::: PROVIDED TEXT :::

Use a dedicated GCP project for API access. Create a separate Google Cloud project specifically for your Gemini API usage rather than using a default or shared project. This gives you clean quota isolation, makes billing tracking easier, and simplifies troubleshooting if quota issues arise. Name the project descriptively (e.g., "gemini-api-production") so you can easily identify it in the Cloud Console. Since quotas are enforced per project, this also means you can create multiple projects if you need independent quota pools for different applications.

Verify your tier after billing activation. After linking billing, do not just assume the upgrade happened. Run a test API call and check the response for any free_tier_requests metrics. Better yet, check the API quotas page in Cloud Console to confirm your limits have been upgraded to Tier 1 values (150-300 RPM). If the upgrade has not propagated after five minutes, try creating a new API key — this sometimes triggers the quota refresh.

Monitor your quota usage proactively. Set up quota monitoring in the Google Cloud Console so you receive alerts before hitting limits rather than after. Navigate to APIs & Services, then Quotas, and configure alert thresholds at 80% and 95% of your quota limits. This gives you early warning of approaching limits and helps distinguish between legitimate high usage and unexpected quota restrictions. Proactive monitoring also provides evidence if you need to report a quota bug to Google — you can show that your usage pattern does not match the free tier limits being applied.

:::

TASK SET:
1. Answer these from the Gemini API quota tips above:
(a) What example project name does the text suggest?
(b) What RPM range does it give for Tier 1 limits?
(c) At which percentages of quota limits should alert thresholds be set?
2. Render this sentence from the Gemini API quota tips into Spanish: "Since quotas are enforced per project, this also means you can create multiple projects if you need independent quota pools for different applications."

::: DATA EXCERPT :::

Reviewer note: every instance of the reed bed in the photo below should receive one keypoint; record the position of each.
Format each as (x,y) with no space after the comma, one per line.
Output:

:::

ANSWERS BELOW:
1.
(a) "gemini-api-production"
(b) 150-300 RPM
(c) 80% and 95%

2. Dado que las cuotas se aplican por proyecto, esto también significa que puedes crear varios proyectos si necesitas grupos de cuota independientes para distintas aplicaciones.